------ Passage ------

#NewsAlert: UN rights experts due in Ethiopia next week

From left: Radhika Coomaraswamy, Kaari Betty Murungi (chair), and Steven Ratner. Pictures: Agencies/UN/Archive

Addis Abeba – Members of the U.N. appointed International Commission of Human Rights Experts on Ethiopia “will be in Addis Abeba on the week of July 25,” a well placed source told Addis Standard.

The three-member experts, Kaari Betty Murungi of Kenya (chair), Radhika Coomaraswamy of Sri Lanka and Steven Ratner of the United States of America, will arrive with the objective to discuss with Ethiopian authorities “on the modalities for engagement with the Commission,” according to our source.

The Geneva-based U.N. Human Rights Council created the Commission of Human Rights Experts on 17 December 2021 and mandated it to investigate allegations of violations and abuses of international human rights, humanitarian and refugee law in Ethiopia committed since 3 November 2020 “by all parties to the conflict.”

On 02 March this year the Council announced the appointment of the three-member Experts chaired by Fatou Bensouda of Gambia, the former chief prosecutor of the International Criminal Court (ICC). But Ms Bensouda has since resigned and is replaced by Radhika Coomaraswamy, former Chairperson of the Sri Lanka Human Rights Commission.

------

Please list every person the news alert names.

------ Data for analysis ------

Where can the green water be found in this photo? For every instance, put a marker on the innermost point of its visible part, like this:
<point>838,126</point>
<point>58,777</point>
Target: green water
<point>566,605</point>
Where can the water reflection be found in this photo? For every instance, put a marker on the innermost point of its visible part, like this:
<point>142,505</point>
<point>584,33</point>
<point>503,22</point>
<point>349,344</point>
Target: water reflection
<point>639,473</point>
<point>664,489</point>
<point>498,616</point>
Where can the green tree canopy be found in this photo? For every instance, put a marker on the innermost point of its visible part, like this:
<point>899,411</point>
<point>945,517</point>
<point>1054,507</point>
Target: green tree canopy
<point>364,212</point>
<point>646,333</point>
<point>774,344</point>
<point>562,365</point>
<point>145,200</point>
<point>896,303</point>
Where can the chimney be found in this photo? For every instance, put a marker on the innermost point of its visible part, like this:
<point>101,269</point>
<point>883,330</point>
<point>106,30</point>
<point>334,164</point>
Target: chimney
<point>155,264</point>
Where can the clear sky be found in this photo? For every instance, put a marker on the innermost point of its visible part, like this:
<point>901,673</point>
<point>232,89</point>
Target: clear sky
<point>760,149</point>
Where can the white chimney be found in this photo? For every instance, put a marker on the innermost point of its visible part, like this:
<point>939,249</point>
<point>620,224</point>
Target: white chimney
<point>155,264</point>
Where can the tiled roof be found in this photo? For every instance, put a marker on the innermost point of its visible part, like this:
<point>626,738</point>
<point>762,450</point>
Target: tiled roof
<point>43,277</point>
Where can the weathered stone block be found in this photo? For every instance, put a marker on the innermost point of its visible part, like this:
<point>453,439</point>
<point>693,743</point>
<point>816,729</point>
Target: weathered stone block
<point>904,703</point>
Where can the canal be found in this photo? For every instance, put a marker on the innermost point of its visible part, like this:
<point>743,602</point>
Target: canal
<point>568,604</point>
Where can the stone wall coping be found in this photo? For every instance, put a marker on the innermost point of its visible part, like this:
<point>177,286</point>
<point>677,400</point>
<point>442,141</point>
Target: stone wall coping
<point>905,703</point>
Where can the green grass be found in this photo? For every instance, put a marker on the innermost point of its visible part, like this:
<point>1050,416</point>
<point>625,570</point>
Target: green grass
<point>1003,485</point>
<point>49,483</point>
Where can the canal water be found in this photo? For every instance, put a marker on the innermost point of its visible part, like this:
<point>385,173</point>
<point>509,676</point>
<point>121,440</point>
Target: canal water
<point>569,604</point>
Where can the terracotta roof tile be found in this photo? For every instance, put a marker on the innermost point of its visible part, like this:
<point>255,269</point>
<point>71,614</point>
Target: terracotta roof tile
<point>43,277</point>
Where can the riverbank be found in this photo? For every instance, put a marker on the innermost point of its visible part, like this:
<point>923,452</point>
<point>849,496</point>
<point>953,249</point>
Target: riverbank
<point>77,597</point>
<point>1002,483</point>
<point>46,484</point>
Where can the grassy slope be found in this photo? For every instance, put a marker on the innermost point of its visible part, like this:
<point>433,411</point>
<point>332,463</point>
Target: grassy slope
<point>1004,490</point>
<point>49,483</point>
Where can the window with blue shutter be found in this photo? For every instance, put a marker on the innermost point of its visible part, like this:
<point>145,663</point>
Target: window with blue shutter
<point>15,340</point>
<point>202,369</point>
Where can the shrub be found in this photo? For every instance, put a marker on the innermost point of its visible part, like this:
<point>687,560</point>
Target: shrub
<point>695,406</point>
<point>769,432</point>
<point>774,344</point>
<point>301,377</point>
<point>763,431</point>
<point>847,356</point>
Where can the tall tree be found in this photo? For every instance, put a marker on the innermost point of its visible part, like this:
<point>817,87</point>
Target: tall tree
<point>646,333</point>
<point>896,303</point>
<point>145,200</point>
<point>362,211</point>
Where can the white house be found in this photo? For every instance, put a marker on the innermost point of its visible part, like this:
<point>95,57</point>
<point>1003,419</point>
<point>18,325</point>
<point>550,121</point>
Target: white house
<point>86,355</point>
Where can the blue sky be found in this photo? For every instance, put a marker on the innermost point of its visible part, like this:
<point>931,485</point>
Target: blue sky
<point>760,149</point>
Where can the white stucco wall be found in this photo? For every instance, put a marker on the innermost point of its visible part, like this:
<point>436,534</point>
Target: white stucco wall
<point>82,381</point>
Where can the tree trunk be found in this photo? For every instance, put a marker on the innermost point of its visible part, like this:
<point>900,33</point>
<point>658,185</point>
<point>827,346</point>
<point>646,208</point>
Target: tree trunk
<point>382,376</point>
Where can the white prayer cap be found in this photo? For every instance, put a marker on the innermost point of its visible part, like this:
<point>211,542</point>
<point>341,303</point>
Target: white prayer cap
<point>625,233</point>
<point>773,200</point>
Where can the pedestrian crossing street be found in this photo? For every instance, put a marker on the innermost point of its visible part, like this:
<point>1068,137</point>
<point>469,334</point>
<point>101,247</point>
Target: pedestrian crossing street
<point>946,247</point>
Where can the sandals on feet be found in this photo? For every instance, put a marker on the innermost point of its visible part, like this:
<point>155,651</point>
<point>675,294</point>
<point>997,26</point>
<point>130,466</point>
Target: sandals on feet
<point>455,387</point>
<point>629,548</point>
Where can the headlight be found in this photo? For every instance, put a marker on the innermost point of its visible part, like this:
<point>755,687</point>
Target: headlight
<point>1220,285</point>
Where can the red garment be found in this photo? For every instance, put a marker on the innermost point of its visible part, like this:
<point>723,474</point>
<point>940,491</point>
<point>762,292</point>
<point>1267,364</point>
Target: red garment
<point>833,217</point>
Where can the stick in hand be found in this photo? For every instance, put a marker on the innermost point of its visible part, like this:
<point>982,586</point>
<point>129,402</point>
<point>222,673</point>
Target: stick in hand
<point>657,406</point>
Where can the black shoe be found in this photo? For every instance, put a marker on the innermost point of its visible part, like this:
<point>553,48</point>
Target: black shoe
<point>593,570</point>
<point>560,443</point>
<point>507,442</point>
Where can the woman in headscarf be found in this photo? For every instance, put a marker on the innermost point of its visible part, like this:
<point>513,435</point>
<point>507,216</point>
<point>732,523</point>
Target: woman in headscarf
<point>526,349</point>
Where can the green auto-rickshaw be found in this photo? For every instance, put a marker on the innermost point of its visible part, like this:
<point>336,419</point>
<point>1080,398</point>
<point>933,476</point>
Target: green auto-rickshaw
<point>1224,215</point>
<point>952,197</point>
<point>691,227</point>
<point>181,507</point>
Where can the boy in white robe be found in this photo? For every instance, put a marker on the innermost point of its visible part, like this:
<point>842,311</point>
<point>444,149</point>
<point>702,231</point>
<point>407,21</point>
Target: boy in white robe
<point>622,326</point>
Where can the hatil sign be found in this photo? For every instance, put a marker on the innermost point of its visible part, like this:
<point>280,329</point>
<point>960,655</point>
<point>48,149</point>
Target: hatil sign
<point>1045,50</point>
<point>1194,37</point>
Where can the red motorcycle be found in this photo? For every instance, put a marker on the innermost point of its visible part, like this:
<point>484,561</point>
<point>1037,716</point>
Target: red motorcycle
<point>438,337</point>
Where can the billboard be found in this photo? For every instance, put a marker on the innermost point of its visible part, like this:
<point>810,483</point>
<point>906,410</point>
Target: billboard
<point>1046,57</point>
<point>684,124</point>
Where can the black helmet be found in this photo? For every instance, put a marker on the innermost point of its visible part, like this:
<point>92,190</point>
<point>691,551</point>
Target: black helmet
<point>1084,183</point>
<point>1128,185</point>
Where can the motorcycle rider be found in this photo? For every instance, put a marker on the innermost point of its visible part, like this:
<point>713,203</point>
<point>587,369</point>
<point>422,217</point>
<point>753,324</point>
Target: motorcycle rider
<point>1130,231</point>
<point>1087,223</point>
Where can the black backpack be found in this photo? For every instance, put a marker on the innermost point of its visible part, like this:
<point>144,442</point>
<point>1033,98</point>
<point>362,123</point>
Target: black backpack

------

**The answer:**
Radhika Coomaraswamy, Kaari Betty Murungi, Steven Ratner, Fatou Bensouda